Soal yang Diberikan 1: Tambahkan 97 pada setiap angka koordinat kotak pembatas dalam bentangan baris data mulai dari baris yang memuat "I'd really appreciate it if you could identify the man in" hingga akhir baris data, kedua ujungnya termasuk. Tuliskan kembali seluruh baris dalam bentangan itu saja, termasuk baris berisi kalimat.
━━━ Kutipan Terpilih ━━━
Sedangkan menurut Longenecker cs berpendapat bahwa berdasarkan hasil analisis kegiatan manajerial, mengidentifikasi adanya landasan utama fungsi-fungsi manajemen, yaitu:
  • Planning and decision making;
  • Organizing for effective performance;
  • Leading and motivating;
  • Controlling performance.
3.      Kepala sekolah sebagai pemimpin
Kata “memimpin” memberikan arti memberikan bimbingan, menuntun, mengarahkan dan berjalan didepan (precede). Pemimpin berperilaku untuk membantu organisasi dengan kemampuan maksimal dalam mencapai tujuan. Kepemimpinan adalah satu kekuatan penting dalam rangka pengelolaan, oleh sebab itu kemampuan memimpin secara efektif merupakan kunci untuk menjadi seorang manajer yang efektif. Esensi kepemimpinan adalah kepengikutan (followership), kemauan orang lain atau bawahan untuk mengikuti keinginan pemimpin. Maka dengan kata lain pemimpin tidak akan terbentuk tanpa bawahan.
Menurut Koontz kepala sekolah sebagai pemimpin harus mampu:
-  Mendorong timbulnya kemauan yang kuat dengan penuh semangat dan percaya diri para guru, staf dan siswa dalam melaksanakan tugas masing-masing.
━━━
Soal yang Diberikan 2: Ulangi kutipan tentang fungsi manajemen dan kepemimpinan kepala sekolah di atas secara utuh, tanpa perubahan apa pun.
━━━ Data yang Disediakan ━━━
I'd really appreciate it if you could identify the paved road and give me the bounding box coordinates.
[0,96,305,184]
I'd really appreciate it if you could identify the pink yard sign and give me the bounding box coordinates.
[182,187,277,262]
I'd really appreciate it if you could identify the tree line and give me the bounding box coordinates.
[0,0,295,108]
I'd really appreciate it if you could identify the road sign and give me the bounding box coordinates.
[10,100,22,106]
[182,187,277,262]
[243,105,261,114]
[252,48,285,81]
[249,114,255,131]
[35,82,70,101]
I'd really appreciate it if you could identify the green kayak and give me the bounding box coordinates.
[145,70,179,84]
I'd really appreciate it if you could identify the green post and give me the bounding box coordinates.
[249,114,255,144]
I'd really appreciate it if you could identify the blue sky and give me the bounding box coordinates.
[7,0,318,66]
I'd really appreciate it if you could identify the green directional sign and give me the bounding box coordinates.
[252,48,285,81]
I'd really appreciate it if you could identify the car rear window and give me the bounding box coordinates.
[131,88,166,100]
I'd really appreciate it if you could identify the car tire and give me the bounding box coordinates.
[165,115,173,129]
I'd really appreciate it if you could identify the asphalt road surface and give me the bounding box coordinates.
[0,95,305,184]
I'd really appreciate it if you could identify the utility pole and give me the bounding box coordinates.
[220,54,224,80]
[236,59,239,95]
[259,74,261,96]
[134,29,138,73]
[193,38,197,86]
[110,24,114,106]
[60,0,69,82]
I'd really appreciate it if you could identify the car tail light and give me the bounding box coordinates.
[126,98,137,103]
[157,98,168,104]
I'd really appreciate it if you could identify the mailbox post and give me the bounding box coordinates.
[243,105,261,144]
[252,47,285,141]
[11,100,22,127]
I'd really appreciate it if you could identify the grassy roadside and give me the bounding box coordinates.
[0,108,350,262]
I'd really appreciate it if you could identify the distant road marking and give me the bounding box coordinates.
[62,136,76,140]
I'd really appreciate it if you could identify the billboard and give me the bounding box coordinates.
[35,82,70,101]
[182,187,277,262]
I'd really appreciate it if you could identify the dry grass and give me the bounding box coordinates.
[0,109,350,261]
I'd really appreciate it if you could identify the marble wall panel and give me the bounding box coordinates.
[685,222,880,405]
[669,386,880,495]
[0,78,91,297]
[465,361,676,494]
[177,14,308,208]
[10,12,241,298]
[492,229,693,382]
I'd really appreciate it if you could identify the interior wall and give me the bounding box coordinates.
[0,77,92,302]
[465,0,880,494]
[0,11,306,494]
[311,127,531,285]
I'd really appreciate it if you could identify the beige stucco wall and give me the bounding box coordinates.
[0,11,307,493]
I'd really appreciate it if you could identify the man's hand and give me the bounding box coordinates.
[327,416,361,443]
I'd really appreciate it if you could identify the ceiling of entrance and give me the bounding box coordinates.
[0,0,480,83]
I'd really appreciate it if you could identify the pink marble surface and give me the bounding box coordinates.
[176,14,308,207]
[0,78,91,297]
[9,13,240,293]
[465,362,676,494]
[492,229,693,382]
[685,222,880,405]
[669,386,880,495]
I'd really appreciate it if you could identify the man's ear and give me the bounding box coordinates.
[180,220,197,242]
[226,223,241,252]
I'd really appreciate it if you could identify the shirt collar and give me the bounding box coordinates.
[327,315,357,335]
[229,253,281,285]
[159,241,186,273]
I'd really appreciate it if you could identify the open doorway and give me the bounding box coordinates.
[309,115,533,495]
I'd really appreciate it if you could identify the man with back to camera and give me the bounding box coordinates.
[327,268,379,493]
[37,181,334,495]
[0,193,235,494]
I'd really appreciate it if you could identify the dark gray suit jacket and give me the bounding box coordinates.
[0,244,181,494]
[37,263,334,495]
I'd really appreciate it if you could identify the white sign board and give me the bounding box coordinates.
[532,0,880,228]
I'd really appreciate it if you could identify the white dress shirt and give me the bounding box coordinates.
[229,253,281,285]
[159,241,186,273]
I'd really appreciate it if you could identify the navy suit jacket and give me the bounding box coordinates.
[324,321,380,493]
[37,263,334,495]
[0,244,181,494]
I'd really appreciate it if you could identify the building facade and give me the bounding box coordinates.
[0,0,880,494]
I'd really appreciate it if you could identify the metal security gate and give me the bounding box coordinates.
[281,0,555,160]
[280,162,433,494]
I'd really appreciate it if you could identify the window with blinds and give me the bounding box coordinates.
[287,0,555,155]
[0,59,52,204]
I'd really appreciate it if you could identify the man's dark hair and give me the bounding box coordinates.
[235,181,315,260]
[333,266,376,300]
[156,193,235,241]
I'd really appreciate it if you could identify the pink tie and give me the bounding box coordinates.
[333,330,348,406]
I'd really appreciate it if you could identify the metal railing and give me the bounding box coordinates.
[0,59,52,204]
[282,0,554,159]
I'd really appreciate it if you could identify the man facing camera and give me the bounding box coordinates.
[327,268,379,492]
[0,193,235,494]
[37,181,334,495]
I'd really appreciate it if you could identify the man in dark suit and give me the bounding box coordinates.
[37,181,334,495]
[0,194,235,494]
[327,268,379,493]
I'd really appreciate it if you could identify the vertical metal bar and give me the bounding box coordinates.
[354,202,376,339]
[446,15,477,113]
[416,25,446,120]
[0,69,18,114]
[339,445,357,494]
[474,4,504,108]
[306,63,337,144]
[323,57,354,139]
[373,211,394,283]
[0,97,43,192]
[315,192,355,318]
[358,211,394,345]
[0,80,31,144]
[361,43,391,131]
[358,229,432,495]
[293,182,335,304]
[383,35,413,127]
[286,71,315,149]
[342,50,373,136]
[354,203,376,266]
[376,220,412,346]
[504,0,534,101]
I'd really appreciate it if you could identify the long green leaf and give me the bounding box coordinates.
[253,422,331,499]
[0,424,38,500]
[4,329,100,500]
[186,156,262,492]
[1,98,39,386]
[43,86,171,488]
━━━
Jawaban Lengkap 1:
I'd really appreciate it if you could identify the man in dark suit and give me the bounding box coordinates.
[134,278,431,592]
[97,291,332,591]
[424,365,476,590]
I'd really appreciate it if you could identify the vertical metal bar and give me the bounding box coordinates.
[451,299,473,436]
[543,112,574,210]
[513,122,543,217]
[97,166,115,211]
[436,542,454,591]
[571,101,601,205]
[403,160,434,241]
[420,154,451,236]
[470,308,491,380]
[97,194,140,289]
[412,289,452,415]
[455,308,491,442]
[97,177,128,241]
[458,140,488,228]
[455,326,529,592]
[390,279,432,401]
[480,132,510,224]
[383,168,412,246]
[439,147,470,233]
[451,300,473,363]
[473,317,509,443]
[601,97,631,198]
I'd really appreciate it if you could identify the long green leaf and give me the bounding box coordinates.
[350,519,428,596]
[97,521,135,597]
[101,426,197,597]
[283,253,359,589]
[98,195,136,483]
[140,183,268,585]

Jawaban Lengkap 2:
Sedangkan menurut Longenecker cs berpendapat bahwa berdasarkan hasil analisis kegiatan manajerial, mengidentifikasi adanya landasan utama fungsi-fungsi manajemen, yaitu:
  • Planning and decision making;
  • Organizing for effective performance;
  • Leading and motivating;
  • Controlling performance.
3.      Kepala sekolah sebagai pemimpin
Kata “memimpin” memberikan arti memberikan bimbingan, menuntun, mengarahkan dan berjalan didepan (precede). Pemimpin berperilaku untuk membantu organisasi dengan kemampuan maksimal dalam mencapai tujuan. Kepemimpinan adalah satu kekuatan penting dalam rangka pengelolaan, oleh sebab itu kemampuan memimpin secara efektif merupakan kunci untuk menjadi seorang manajer yang efektif. Esensi kepemimpinan adalah kepengikutan (followership), kemauan orang lain atau bawahan untuk mengikuti keinginan pemimpin. Maka dengan kata lain pemimpin tidak akan terbentuk tanpa bawahan.
Menurut Koontz kepala sekolah sebagai pemimpin harus mampu:
-  Mendorong timbulnya kemauan yang kuat dengan penuh semangat dan percaya diri para guru, staf dan siswa dalam melaksanakan tugas masing-masing.